*DOCUMENTO*
☆ ☆ ☆
Lampreia falava como intelectual orgânico da classe dominante nativa, como falaria e agiria seu sucessor Celso Lafer e como fala agora José Serra.
Com aquela síntese o embaixador, recentemente falecido, exortava-nos à renúncia não só a qualquer política externa tentativamente independente – tradição que o Itamaraty vinha construindo desde Afonso Arinos-San Tiago Dantas –, mas mesmo de renunciar simplesmente a ter política própria, aspirar a algo no concerto das nações. Sem saber, Lampreia antecipava o que seria a não-política externa de seu correligionário José Serra.

O ministro Lampreia, todavia, não estava só, nem foi original em seu discurso dependentista, que vê a dependência não como tragédia a ser removida, mas como fatalismo transformado em momento de regozijo. Antes dele, Vicente Rao, servindo ao governo títere de Café Filho (agosto de 1954/novembro de 1955), declarara, sob os aplausos da grande imprensa brasileira: 

“O Brasil está fadado a ser, por tempo indefinido, um satélite dos Estados Unidos”.

O conflito dependência/independência vem de longe. Evidentemente, não podemos aspirar à autonomia, mesmo condicionada pelo entrecho internacional, ou à independência, à soberania e ao desenvolvimento, ou seja, a um projeto nacional, se aceitamos uma visão de Brasil e de seu lugar no mundo, segundo a qual nosso país “não pode querer ser mais do que é”, pois “o importante é adaptar-se ao mainstream” e “ser convidado para sentar-se à mesa” de discussão, pois, quem sabe, nos servirão as sobras.

Essa visão estreita, conformista, subdesenvolvida é típica do intelectual orgânico do conservadorismo, travestido de modernidade e pragmatismo, portador daquele realismo de interesses que tende a inculcar no povo a ideia de que compor e adaptar-se é mais inteligente (prático, útil, rentável) do que lutar. É assim que as elites colonizadas passam às nossas populações – como científica, objetiva, prática e pragmática, isenta, benéfica e única – a ideologia do dominante.

A política externa brasileira, desde a redemocratização de 1946 até aqui, vem oscilando entre servilismo abjeto e tratativas de independência, estas principalmente a partir dos governos Jânio (1961) e Jango (1961-1964) cujo mais largo período de vigência foi vivido nos 12 anos de governo petista (2003-2015).

Esse período de política benfazeja foi interrompido pelo governo interino e a nomeação de José Serra para o Itamaraty, cuja política, por suas mãos, volta aos padrões dos tempos Collor-FHC, exemplarmente definidos por Chico Buarque de Holanda: “o Brasil que fala grosso com a Bolívia e fino com os EUA”.   

Remontam aos anos 1950 os primeiros movimentos visando à constituição do que nos anos 1960 ficaria grafado como ‘Política Externa Independente’. Se muito de sua formulação doutrinária pode ser atribuído ao Instituto Superior de Estudos Brasileiros-ISEB (1955/1964), Hélio Jaguaribe e outros, a implantação é obra da meteórica presidência Jânio Quadros (1961), levada a cabo pelo seu ministro (MRE) Afonso Arinos, que, com San Tiago Dantas, dar-lhe-ia continuidade no governo João Goulart.
☆ ☆ ☆
Trechos de conjunto de dados sobre apontamento de objetos
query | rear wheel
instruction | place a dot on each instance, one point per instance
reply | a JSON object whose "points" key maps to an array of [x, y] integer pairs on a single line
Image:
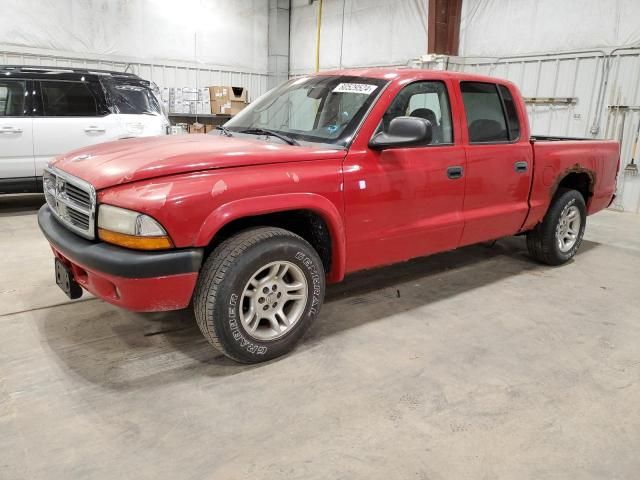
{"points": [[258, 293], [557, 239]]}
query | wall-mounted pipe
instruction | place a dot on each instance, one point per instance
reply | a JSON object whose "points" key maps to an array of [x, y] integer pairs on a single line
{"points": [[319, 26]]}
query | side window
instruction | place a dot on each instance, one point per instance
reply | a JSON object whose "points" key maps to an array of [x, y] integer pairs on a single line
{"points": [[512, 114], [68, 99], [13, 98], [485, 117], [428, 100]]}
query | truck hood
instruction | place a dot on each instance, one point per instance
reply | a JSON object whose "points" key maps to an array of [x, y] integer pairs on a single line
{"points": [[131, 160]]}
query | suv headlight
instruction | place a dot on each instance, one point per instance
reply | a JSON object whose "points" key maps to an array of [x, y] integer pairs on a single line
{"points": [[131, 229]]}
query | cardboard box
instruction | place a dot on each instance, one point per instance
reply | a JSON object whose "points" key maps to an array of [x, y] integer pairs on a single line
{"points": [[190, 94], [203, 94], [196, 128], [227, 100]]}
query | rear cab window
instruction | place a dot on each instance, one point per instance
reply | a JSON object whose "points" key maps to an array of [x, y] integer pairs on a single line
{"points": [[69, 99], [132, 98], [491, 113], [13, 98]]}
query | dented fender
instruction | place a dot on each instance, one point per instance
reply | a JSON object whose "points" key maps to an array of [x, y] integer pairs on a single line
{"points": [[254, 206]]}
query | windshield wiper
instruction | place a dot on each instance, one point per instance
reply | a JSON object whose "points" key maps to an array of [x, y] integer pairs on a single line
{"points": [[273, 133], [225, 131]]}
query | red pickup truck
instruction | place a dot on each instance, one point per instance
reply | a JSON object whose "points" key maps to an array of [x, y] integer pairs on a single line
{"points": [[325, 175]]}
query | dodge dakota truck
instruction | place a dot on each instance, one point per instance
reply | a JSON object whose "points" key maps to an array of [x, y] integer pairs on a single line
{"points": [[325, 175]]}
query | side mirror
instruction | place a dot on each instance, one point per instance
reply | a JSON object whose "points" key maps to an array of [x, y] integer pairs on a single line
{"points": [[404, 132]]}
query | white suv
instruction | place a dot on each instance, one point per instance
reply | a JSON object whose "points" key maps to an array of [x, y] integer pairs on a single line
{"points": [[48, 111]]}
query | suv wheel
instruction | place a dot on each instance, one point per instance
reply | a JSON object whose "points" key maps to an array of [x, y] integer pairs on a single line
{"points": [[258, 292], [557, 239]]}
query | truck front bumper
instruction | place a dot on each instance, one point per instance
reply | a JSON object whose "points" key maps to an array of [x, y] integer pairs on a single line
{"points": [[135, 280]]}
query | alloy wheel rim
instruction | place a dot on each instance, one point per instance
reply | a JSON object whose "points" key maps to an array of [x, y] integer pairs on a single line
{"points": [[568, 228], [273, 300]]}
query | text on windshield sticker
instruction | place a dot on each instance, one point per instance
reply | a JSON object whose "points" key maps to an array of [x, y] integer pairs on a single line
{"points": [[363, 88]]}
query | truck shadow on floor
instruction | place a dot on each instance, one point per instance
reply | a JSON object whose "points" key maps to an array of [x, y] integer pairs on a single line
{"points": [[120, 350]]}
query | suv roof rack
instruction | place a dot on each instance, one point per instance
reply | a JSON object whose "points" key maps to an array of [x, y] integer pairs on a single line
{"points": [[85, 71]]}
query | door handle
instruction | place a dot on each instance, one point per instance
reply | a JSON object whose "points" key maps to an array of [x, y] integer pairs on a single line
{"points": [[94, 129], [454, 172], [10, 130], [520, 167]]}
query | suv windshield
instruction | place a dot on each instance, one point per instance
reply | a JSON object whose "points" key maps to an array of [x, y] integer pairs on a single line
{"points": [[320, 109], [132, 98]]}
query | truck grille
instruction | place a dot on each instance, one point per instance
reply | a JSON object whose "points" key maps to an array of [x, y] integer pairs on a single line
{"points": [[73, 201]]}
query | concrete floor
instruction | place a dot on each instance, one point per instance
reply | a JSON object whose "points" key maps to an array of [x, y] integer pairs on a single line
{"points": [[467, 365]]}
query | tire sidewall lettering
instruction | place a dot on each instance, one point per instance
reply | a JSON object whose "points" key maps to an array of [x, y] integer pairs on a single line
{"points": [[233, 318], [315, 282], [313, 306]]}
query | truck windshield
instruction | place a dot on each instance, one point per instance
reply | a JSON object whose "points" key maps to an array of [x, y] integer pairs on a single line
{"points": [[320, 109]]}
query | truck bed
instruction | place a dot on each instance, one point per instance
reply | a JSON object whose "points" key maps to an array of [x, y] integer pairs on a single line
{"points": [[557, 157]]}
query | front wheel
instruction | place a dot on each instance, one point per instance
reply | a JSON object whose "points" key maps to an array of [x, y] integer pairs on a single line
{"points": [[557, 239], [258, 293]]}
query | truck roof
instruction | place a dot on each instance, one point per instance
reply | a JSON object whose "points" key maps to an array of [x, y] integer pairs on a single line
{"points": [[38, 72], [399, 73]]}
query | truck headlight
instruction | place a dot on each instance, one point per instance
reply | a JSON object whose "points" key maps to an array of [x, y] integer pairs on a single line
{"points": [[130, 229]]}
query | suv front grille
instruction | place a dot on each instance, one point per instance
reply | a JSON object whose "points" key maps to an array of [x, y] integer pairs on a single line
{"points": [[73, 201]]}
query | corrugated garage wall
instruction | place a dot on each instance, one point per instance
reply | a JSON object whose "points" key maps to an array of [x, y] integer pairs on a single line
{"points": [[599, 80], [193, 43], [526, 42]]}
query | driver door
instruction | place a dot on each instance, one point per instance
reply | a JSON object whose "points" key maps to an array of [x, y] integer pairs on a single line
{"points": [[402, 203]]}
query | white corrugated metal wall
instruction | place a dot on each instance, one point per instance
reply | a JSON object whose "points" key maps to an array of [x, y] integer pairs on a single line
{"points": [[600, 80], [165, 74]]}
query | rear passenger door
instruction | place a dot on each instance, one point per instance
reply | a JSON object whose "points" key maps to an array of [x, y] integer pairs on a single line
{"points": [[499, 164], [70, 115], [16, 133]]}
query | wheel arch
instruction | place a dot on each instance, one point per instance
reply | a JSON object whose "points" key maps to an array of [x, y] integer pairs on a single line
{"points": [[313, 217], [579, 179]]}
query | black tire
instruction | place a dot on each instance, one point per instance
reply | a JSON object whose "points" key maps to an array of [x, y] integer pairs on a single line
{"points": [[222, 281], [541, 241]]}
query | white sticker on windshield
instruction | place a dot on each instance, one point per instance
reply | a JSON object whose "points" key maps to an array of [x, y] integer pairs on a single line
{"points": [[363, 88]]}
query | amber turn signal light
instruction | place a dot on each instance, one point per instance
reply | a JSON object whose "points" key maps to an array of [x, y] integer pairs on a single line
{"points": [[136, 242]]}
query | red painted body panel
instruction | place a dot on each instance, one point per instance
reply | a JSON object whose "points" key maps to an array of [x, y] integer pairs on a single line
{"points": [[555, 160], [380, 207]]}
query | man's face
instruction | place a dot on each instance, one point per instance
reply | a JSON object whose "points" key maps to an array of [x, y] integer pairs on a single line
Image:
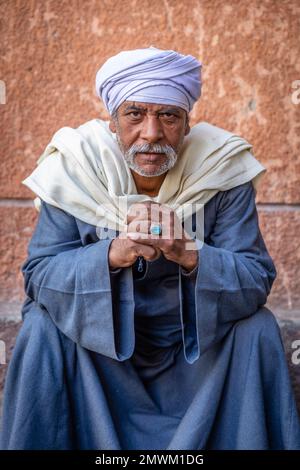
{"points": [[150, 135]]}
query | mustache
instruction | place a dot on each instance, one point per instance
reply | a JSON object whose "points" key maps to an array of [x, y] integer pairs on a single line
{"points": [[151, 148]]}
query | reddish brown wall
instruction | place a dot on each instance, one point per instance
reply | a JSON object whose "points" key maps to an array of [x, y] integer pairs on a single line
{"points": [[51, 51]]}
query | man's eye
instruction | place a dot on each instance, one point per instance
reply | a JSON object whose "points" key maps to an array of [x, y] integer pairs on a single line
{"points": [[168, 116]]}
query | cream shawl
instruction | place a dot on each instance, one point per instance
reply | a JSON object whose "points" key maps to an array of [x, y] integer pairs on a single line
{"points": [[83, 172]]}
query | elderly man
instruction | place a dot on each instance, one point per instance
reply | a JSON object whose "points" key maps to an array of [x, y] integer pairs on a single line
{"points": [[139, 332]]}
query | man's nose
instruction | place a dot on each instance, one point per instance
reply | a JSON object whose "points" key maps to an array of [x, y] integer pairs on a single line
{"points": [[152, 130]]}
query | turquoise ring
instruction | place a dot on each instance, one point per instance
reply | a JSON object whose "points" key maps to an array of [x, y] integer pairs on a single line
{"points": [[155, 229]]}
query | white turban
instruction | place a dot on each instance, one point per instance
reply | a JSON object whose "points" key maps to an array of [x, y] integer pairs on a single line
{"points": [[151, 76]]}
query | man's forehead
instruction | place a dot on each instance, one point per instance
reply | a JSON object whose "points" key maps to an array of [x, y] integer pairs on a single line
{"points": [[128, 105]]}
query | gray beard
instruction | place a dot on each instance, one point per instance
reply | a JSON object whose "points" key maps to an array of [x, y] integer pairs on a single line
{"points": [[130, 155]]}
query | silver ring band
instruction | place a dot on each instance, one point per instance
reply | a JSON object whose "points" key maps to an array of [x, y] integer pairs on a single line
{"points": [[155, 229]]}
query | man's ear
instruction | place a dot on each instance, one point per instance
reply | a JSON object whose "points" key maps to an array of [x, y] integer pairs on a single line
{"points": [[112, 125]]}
☆ ☆ ☆
*TAREFAS A REALIZAR*
1) Reescreva em forma de lista o parágrafo do texto sobre a política externa brasileira que começa com "Remontam aos anos 1950", mantendo os fatos principais.
2) Transcreva do texto sobre a política externa brasileira o trecho que vai de "Lampreia falava como" até "correligionário José Serra.", incluindo essas palavras.
3) Dê continuidade ao texto sobre a política externa brasileira, escrevendo o que vem logo após a última frase apresentada.
Os registros vêm de uma fonte diferente da do texto.

*PROBLEMAS RESOLVIDOS*
1)
- Os primeiros movimentos rumo ao que, nos anos 1960, seria chamado de 'Política Externa Independente' remontam aos anos 1950.
- Muito da formulação doutrinária pode ser atribuído ao Instituto Superior de Estudos Brasileiros-ISEB (1955/1964), a Hélio Jaguaribe e a outros.
- A implantação foi obra da presidência de Jânio Quadros (1961) e foi levada a cabo por seu ministro Afonso Arinos.
- Afonso Arinos e San Tiago Dantas deram-lhe continuidade no governo João Goulart.

2)
Lampreia falava como intelectual orgânico da classe dominante nativa, como falaria e agiria seu sucessor Celso Lafer e como fala agora José Serra.
Com aquela síntese o embaixador, recentemente falecido, exortava-nos à renúncia não só a qualquer política externa tentativamente independente – tradição que o Itamaraty vinha construindo desde Afonso Arinos-San Tiago Dantas –, mas mesmo de renunciar simplesmente a ter política própria, aspirar a algo no concerto das nações. Sem saber, Lampreia antecipava o que seria a não-política externa de seu correligionário José Serra.

3)
Não se trata, pois, a tratativa de uma política externa independente, de uma ‘invenção ideológica do lulismo’, mas de projeto longamente maturado pela sociedade brasileira.

Essa política, de priorização dos interesses nacionais, é abandonada após o golpe militar de 1964, quando impera a doutrina segundo a qual “o que é bom para os EUA é bom para o Brasil’, nesses termos formulada pelo embaixador do Brasil em Washington, general Juraci Magalhães (1966-1967).

Tal política, por sua vez, começa a ser revertida, já sob a ditadura militar, logo ao tempo de Magalhães Pinto, ministro das Relações Exteriores. A autonomia cresce nas administrações Geisel (ministro Azeredo da Silveira) e Figueiredo (Saraiva Guerreiro). Geisel (1974-1979) chega a romper o acordo militar Brasil-EUA ao reagir às ameaças da Casa Branca, insatisfeita com o acordo nuclear firmado pelo Brasil com a Alemanha (1975), que previa transferência de tecnologia sensível ao Brasil.

Naquele ano, foi criado o ainda hoje claudicante Programa Nuclear Brasileiro, que previa a instalação de uma usina de enriquecimento de urânio, e várias centrais termonucleares, contra o que militavam e ainda militam os EUA.

A política externa Geisel-Azeredo da Silveira, que não agradou aos grandes meios de comunicação brasileiros, como igualmente e pelos mesmos motivos não agradaria a gestão Amorim, ficou conhecida pelo rótulo de ‘pragmatismo responsável’ e implicou, dentre outras inciativas, o reconhecimento diplomático brasileiro da República Popular da China e da independência dos países africanos lusófonos, em guerra de libertação nacional.

Esse Brasil foi o primeiro país do mundo a reconhecer a independência de Angola e o governo de Agostinho Neto, para o que muito concorreu a atuação do embaixador brasileiro Ovídio Mello.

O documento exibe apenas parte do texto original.